**YOUR TASK:** Reproduce every one of the records below word for word, omitting the pictures.

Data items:
------------------------
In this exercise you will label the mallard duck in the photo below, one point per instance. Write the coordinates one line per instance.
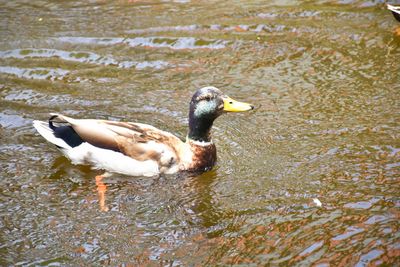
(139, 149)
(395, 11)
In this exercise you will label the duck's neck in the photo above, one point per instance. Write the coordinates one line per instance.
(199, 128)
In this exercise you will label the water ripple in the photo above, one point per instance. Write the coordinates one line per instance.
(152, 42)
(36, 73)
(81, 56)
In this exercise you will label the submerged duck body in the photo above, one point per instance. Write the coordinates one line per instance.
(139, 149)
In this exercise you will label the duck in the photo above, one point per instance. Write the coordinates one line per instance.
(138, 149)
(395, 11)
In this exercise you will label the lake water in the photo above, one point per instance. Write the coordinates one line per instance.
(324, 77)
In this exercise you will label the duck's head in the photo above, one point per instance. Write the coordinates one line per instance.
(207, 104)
------------------------
**SOLVED PROBLEM:**
In this exercise you will label the mallard duck in the photo below, one point per instance. Write the coordinates one line per instance.
(139, 149)
(395, 11)
In this exercise you will label the duck's neck in the photo above, one point per instance. Write the coordinates one line per instance.
(199, 128)
In this exercise you will label the water ripple in the photo above, one point per instance. Write the coordinates one line per instance.
(152, 42)
(36, 73)
(81, 56)
In this exercise you will label the submerged duck body in the photo above, one point per instance. Write the coordinates one line per instance.
(139, 149)
In this exercise you will label the duck in the photo above, one point per instance. Write the coordinates one line per instance.
(138, 149)
(395, 11)
In this exercise you will label the lake water in the photo above, one point per instance. Write the coordinates one line per instance.
(324, 77)
In this exercise you will label the duck's head in the photo above, one point per instance. Write the coordinates one line per instance.
(207, 104)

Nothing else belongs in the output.